Work required >> Could you resume the news piece below on virtual geology fieldtrips, continuing after its final sentence?

March News

Screenshot from one of our Zagros virtual fieldtrips

More Covid lockdown … so more virtual fieldtrips, as industry and academia alike are unable to venture outdoors en masse for geological fieldtrips and fieldwork!

Although the main day-to-day focus for industry geologists is invariably to understand the sub-surface, available data from the sub-surface are typically sparse, biased, low-resolution, and/or remotely imaged, and successful companies have long understood the benefit of field geology to provide important context for their sub-surface activities. For academia, the lack of field geology this year is also a major blow – there is a longstanding belief that undergraduates who are training to be the next generation of professional geologists will always need exposure to real rocks in outcrop.

Records supplied >>
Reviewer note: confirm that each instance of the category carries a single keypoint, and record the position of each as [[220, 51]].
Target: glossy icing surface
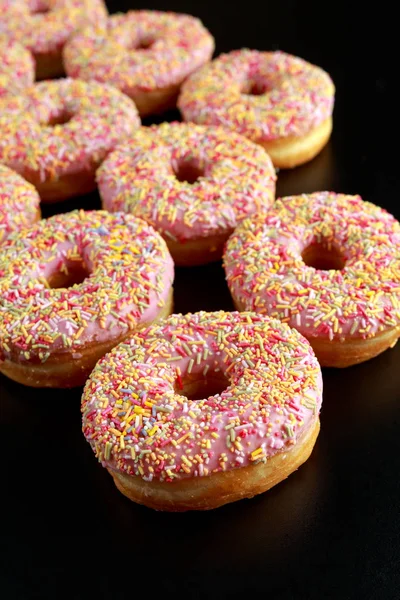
[[262, 95], [236, 178], [265, 270], [137, 421], [63, 126], [140, 50], [44, 26], [128, 269]]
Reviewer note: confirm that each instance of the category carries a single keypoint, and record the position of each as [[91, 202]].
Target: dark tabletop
[[331, 530]]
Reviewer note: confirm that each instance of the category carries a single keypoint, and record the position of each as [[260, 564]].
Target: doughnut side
[[213, 491], [290, 152], [349, 352], [64, 370]]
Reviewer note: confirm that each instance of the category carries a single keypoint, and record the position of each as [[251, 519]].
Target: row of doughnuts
[[277, 100], [194, 411]]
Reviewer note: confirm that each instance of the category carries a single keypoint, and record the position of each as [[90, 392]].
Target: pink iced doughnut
[[327, 264], [43, 27], [17, 67], [146, 54], [58, 132], [72, 287], [169, 449], [19, 203], [192, 183], [277, 100]]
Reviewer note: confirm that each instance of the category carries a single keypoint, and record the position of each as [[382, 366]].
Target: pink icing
[[292, 95], [19, 203], [137, 422], [266, 273], [237, 179], [130, 273], [174, 46], [98, 118]]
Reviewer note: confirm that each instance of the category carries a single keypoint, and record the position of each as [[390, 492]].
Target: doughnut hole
[[188, 171], [68, 274], [197, 386], [39, 7], [323, 257], [255, 87], [145, 43], [59, 118]]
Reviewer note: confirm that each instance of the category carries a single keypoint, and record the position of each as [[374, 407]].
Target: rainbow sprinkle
[[140, 50], [139, 177], [138, 423], [17, 68], [129, 276], [19, 203], [266, 273], [291, 95], [99, 117], [43, 26]]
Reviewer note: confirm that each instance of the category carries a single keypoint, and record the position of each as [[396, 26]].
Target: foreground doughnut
[[17, 68], [72, 287], [192, 183], [146, 54], [19, 203], [277, 100], [58, 132], [170, 450], [327, 264], [43, 27]]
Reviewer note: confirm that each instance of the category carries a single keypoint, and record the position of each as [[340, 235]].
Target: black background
[[332, 529]]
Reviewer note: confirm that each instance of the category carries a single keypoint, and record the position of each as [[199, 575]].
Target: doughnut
[[17, 68], [204, 409], [58, 132], [73, 286], [43, 27], [192, 183], [327, 264], [19, 203], [275, 99], [146, 54]]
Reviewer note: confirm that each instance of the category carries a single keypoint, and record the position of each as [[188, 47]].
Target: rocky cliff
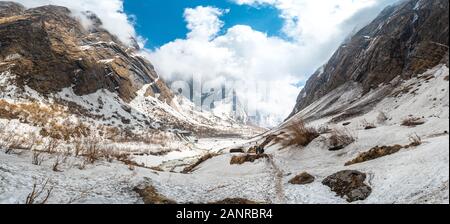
[[48, 49], [404, 40]]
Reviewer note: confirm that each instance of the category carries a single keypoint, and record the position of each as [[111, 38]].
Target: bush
[[39, 194], [367, 125], [415, 140]]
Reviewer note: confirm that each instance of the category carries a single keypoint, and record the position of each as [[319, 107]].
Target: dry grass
[[92, 151], [37, 158], [60, 159], [368, 125], [340, 138], [412, 121], [299, 135]]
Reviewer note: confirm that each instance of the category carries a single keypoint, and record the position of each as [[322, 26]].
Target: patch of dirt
[[247, 158], [150, 195], [302, 179], [199, 161], [349, 184]]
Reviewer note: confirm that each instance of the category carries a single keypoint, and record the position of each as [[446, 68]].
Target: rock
[[303, 178], [247, 158], [349, 184], [401, 42], [150, 195], [375, 153], [238, 150]]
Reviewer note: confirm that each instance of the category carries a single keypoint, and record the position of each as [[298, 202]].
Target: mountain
[[85, 119], [403, 41]]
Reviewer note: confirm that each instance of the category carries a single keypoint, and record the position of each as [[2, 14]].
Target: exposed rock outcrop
[[302, 179], [349, 184], [403, 41]]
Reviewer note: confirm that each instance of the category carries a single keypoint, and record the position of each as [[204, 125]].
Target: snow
[[414, 175]]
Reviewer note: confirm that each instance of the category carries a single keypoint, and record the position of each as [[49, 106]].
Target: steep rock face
[[403, 41], [48, 50]]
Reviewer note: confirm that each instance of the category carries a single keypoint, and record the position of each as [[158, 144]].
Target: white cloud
[[203, 22], [251, 58], [109, 11]]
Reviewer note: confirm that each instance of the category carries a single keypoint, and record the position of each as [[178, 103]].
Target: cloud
[[109, 11]]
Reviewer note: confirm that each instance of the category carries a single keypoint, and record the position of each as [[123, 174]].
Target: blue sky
[[162, 21]]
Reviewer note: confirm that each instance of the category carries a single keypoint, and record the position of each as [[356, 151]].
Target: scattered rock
[[238, 150], [302, 179], [349, 184], [336, 148], [151, 196], [199, 161], [413, 121], [375, 153], [246, 158]]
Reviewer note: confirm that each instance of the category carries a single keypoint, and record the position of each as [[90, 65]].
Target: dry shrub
[[412, 121], [382, 117], [10, 141], [51, 146], [66, 130], [60, 159], [299, 135], [378, 152], [40, 193], [340, 138], [368, 125], [247, 158]]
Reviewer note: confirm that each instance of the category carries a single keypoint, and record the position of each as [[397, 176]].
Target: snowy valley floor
[[416, 175]]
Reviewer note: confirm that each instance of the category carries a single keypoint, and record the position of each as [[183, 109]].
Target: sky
[[264, 49]]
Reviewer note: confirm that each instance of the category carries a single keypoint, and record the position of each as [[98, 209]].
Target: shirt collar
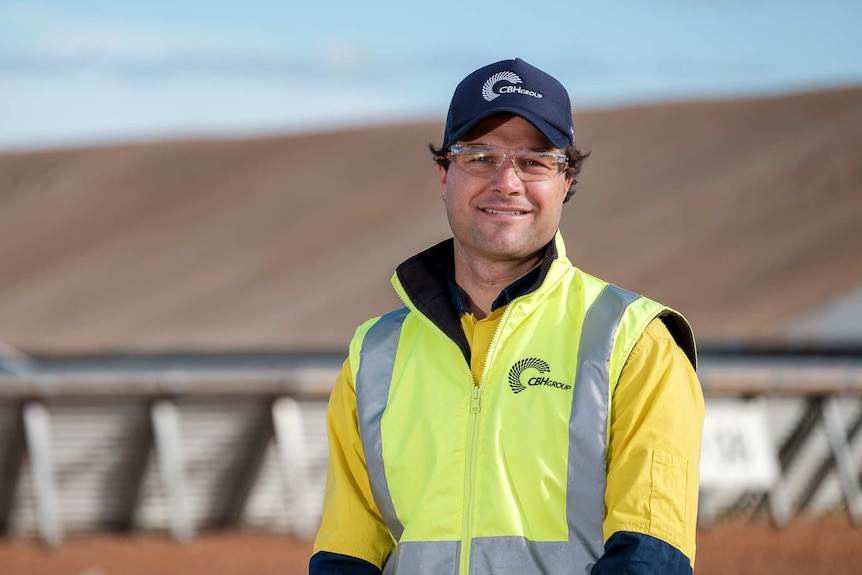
[[521, 286]]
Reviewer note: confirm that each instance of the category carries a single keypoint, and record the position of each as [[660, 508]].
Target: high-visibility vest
[[507, 476]]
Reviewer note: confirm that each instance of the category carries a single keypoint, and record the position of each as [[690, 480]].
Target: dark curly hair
[[576, 162]]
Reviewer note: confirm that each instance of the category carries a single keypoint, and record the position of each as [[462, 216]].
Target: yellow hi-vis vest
[[507, 476]]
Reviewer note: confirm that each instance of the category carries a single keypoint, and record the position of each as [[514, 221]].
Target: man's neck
[[481, 281]]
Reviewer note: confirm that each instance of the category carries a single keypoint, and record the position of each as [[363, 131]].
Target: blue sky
[[84, 72]]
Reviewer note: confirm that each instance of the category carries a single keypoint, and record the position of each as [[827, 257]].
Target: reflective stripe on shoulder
[[372, 392]]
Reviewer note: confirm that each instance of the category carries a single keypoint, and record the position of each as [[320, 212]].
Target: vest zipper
[[472, 433]]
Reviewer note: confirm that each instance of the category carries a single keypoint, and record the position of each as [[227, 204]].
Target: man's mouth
[[503, 212]]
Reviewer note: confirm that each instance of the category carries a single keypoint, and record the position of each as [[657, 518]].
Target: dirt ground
[[828, 547]]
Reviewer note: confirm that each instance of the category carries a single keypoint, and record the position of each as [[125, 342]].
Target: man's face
[[502, 218]]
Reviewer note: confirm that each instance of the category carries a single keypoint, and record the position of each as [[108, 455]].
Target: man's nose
[[507, 174]]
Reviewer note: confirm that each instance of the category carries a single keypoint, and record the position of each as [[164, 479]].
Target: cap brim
[[555, 136]]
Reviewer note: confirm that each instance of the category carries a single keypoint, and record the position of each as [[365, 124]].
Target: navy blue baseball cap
[[516, 87]]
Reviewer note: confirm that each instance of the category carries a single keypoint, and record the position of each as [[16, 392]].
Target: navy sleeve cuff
[[628, 553], [326, 563]]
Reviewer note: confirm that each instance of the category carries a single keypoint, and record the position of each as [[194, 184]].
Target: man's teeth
[[503, 213]]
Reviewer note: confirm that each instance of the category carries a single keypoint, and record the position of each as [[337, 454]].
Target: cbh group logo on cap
[[513, 79]]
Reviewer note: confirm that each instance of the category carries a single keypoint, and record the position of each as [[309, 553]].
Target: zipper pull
[[477, 392]]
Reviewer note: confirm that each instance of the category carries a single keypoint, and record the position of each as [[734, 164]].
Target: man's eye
[[482, 158]]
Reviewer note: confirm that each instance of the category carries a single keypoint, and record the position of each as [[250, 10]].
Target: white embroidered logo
[[488, 89]]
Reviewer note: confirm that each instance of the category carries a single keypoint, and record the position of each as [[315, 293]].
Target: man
[[516, 415]]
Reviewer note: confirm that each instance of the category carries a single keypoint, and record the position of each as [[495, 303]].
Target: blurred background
[[200, 201]]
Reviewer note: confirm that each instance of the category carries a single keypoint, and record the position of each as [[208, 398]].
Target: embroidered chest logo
[[532, 364]]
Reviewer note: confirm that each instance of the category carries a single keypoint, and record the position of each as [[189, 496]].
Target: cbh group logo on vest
[[532, 364]]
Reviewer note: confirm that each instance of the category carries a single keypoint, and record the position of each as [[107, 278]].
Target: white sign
[[737, 451]]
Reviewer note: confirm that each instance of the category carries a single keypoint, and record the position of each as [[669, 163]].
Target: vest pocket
[[668, 497]]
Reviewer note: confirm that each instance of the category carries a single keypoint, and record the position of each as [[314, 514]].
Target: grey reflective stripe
[[589, 420], [495, 555], [419, 558], [377, 360]]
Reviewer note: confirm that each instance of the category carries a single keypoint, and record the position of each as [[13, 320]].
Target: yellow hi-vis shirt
[[657, 402], [653, 437]]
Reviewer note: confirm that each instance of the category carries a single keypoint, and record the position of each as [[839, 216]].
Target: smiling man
[[516, 415]]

Response to this exercise >>
So to the first trips of this year: two separate programs, both for industry clients, both with focus on the Zagros. One was a single session to give a broad overview of regional tectonics and a selection of representative outcrops; the other a series of ten trips that delved deeply into many facets of Zagros geology, all with an overall focus on showing how geology seen in outcrop can give direct insight into the sub-surface. The itineraries for this series of trips combined our regional to anticline-scale interpretations (the “GoogleEarth” scale) with detailed explanations of well over a hundred individual outcrops from the northern Zagros.

GRL interpretation of surface structure and stratigraphy, draped over topography in Google Earth (NE Kurdistan).

GRL interpretation of surface structure and stratigraphy, draped over topography in Google Earth (NE Kurdistan).